(Dataset extract)
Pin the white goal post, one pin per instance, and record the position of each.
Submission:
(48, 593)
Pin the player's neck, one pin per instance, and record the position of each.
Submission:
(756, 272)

(Problem statement) Reply with an exact transcription of the material above.

(Solution to the exercise)
Pin the white goal post, one pin per instance, and record the position of each.
Submission:
(48, 593)
Pin the player's neck, one pin per instance, and record the position of each.
Submission:
(756, 272)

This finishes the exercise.